■ **課題 A**
ブリューゲル特集を紹介する文章の中で、「ブリューゲルの」のすぐ後に続く語は何ですか。出てくる順にすべて挙げてください。
■ **課題 B**
ブリューゲル特集を紹介する文章から、「芸術新潮 2013年 03月号」で始まり「読んでいてとっても興味深い!」までの部分を、一字一句変えずに書き写してください。

■ **提示文章**
芸術新潮 2013年 03月号 [雑誌]

GWも後半に突入!特にどこに行く予定もないものですから、せめて誌上で世界のブリューゲルの作品をめぐろう!ってことで、購入していた「芸術新潮」3月号のブリューゲル特集をじっくり読んでみることにしました。思わず衝動買いしてしまったブリューゲルの全作品が掲載されている本誌。誌上で特別講義をしてくださいますのは、長年ブリューゲルの研究をなさっている明治大学名誉教授の森洋子先生。さまざまな見識に裏打ちされた解説は、読んでいてとっても興味深い!

■ **提供エントリ**
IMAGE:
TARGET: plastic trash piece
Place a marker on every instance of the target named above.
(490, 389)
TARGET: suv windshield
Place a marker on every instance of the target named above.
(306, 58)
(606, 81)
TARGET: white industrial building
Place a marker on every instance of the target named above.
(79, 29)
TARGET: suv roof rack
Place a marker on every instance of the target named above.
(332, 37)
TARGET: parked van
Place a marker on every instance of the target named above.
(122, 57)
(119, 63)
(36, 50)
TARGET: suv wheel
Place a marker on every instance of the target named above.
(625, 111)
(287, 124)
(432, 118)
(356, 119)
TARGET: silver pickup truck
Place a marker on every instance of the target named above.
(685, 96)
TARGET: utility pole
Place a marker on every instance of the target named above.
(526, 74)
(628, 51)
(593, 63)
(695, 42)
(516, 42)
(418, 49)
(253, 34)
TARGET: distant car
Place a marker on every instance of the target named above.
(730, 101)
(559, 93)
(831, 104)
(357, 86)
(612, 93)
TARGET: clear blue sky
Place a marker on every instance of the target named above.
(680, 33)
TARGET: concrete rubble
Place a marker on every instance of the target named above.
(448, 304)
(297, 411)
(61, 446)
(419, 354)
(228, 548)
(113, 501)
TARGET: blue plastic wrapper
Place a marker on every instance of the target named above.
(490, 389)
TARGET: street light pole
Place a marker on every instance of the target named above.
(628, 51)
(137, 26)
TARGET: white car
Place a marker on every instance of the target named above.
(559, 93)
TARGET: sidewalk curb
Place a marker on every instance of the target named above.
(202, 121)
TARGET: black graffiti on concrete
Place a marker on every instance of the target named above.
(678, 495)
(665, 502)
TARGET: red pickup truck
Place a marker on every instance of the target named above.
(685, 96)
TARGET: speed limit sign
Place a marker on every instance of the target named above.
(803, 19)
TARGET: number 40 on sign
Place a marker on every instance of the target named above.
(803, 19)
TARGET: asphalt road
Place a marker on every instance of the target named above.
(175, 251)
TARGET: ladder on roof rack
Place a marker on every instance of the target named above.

■ **完成回答 A**
作品、全作品、研究

■ **完成回答 B**
芸術新潮 2013年 03月号 [雑誌]

GWも後半に突入!特にどこに行く予定もないものですから、せめて誌上で世界のブリューゲルの作品をめぐろう!ってことで、購入していた「芸術新潮」3月号のブリューゲル特集をじっくり読んでみることにしました。思わず衝動買いしてしまったブリューゲルの全作品が掲載されている本誌。誌上で特別講義をしてくださいますのは、長年ブリューゲルの研究をなさっている明治大学名誉教授の森洋子先生。さまざまな見識に裏打ちされた解説は、読んでいてとっても興味深い!